PROVIDED PASSAGE:

▬▬▬▬▬▬▬▬▬▬

Section 4(1) provides as follows:
“There
shall be a Board of Directors of the administration which shall
subject to this Act be responsible for the policy, control and
management of the administration”.
[9]
Section 2 of the Road Fund Administration Act provides that the
Applicant once established will be a juristic person which implies
that it is a body corporate in some sense or another of the word.
[10]
The Act further provides for the appointment of a Chief Executive
Officer and Section 7 of that Act provides for the vacation of the
office of the directors appointed and in sub-section (2) thereof, the
removal of a director in certain circumstances. These are the
incapacitation of a director by virtue of physical or mental illness,
or if the Minister after giving the director an opportunity to be
heard is satisfied that such director for any good reason is unable
or unfit to discharge the functions of a director.
[11]
In so far as the State and Enterprises Governance Act, Act 2 of 2006
is concerned, it is relevant to have regard to the provisions of
Sections 15 and 17 of that Act, as well as Section 18. Section 15
provides for the procedure for the appointment of board members and
alternate board members of State owned enterprises of which the
Applicant is one. Section 17 makes provision for the conclusion of a
governance agreement with the board and provides that the Council
must within one month of being constituted, enter into a written
governance agreement with the board of the State owned enterprises in
relation to a number of factors, provided for in that particular
section. Section 18 of the Act provides that the Minister must enter
into a performance agreement with directors appointed in terms of
that Act.
[12]
I pause to indicate that the Respondents did not place before me, if
it exists any governance agreement it had entered into with the board
of the Applicant nor did it place before me if it exists any
performance agreement it had entered into with individual board
members of the Applicant.
[13]
It follows from what I have indicated that the relationship between
the 1st, 2nd and 3rd Respondents and
the Applicant is governed to a large extent, not only by the Road
Fund Administration Act but also by the State Owned Enterprises
Governance Act. These regulate relationship between the board of
State owned enterprises such as the Applicant and the Government.
[14]
I have indicated that the facts are by and large common cause and
they are the following: The board of the Applicant initiated an
enquiry into certain perceived irregularities and malpractices, on
the part of the Chief Executive Officer of the Applicant, the 6th
Respondent Mr Penda Kiiyala. It required and commissioned an
independent enquiry and report by a firm of auditors Messrs Deloitte
and Touche and were in due course provided with a provisional report.
That report alerted the board to the possibility that certain
irregularities had been committed, by the 6th, 7th
and 8th Respondents in relation to a contract entered into
between the Applicant and Iroko, relating to the collection of fees
at the Noordoewer border post. It also alerted to the Board to the
possibility that certain other irregularities are being committed.
These concerned salary increases, transfers of funds, procurement of
legal practitioners and the like all of which was not authorized.

▬▬▬▬▬▬▬▬▬▬

DATASET SECTION:
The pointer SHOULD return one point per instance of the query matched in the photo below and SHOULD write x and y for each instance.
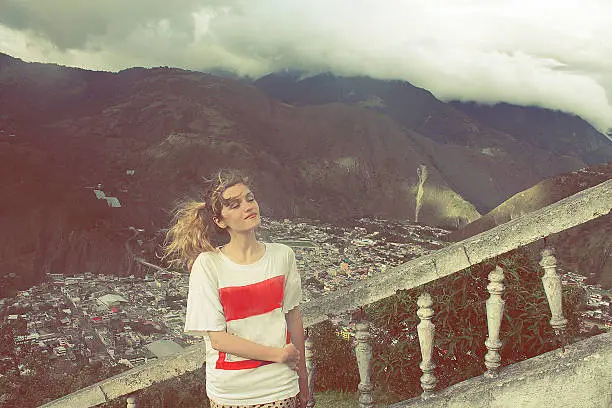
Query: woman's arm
(296, 331)
(223, 341)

▬▬▬▬▬▬▬▬▬▬

EXERCISE DETAILS:
Extend the passage on the Road Fund Administration board and its dispute with the Respondents, picking up right after its last sentence.

TASK ANSWER:
[15]
The board of the Applicant as a consequence resolved to suspend the
6th, 7th and 8th Respondents and
thereafter proceeded to institute disciplinary proceedings against
those Respondents. These proceedings have commenced in the sense that
charges had been prepared and an initiator and a chairperson to chair
the disciplinary hearing had already been appointed.
[16]
The Applicants also advised the Respondents, 1st, 2nd
and 3rd Respondents of these developments in the affairs
of the Applicant. The Applicants’ decisions when considered by
1st, 2nd and 3rd Respondents were
questioned. The 1st, 2nd and 3rd
Respondents concluded that a different course of action was called
for. They were of the view that the perceived irregularities should
be investigated by the Auditor-General and they were of the view that
in order to save costs and expenditure no parallel investigation
should be conducted by any other entity. It was also of the view that
pending the findings of the Auditor-General the suspension of the
6th, 7th and 8th Respondents should
not be given effect to and should be suspended so to speak until the
recommendations of the Auditor-General who is the 5th
Respondent were made known. It was not contended that the applicant’s
decisions were irregular or not lawful in any sense. The first,
second and third respondents were of the opinion simply that other
alternatives were more expedient.
[17]
The general view that the 1st, 2nd and 3rd Respondents took was
articulated in certain decisions conveyed to the Applicant in the
form of certain letters which were addressed to the Applicant. It
also required the board of the Applicant to recuse itself from the
activities of the Applicant pending the final determination or
recommendations of the Auditor-General.
[18]
Initially the Respondents took the point in their papers that the so
called request for recusal to which the board of the Applicant
consented rendered the board in operative to the extent that it is no
longer functioned as a board. In argument before me Mr Semenya
rightly conceded that such could not be the case and that the board
of the Applicant continued to function as an existing board.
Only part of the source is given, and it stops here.